* **Exercise details**: Your job is to return every line of the listing holding the string "striped".

-=-=-=-=-

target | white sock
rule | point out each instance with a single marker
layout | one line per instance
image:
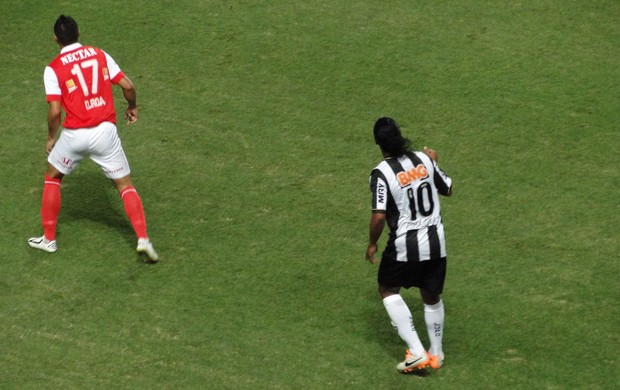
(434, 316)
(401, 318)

-=-=-=-=-

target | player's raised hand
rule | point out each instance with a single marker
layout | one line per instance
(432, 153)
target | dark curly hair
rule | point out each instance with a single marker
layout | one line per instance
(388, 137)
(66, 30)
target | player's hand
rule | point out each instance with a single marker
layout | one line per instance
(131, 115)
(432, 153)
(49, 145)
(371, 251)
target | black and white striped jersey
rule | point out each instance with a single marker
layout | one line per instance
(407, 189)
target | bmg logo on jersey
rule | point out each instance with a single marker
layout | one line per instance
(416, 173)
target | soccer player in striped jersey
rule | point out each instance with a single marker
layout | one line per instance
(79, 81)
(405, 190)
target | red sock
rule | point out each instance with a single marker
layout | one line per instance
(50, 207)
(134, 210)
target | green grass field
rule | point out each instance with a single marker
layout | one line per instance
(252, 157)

-=-=-=-=-

* **Task solution**:
target | black and white striped jersey
target | soccer player in striped jersey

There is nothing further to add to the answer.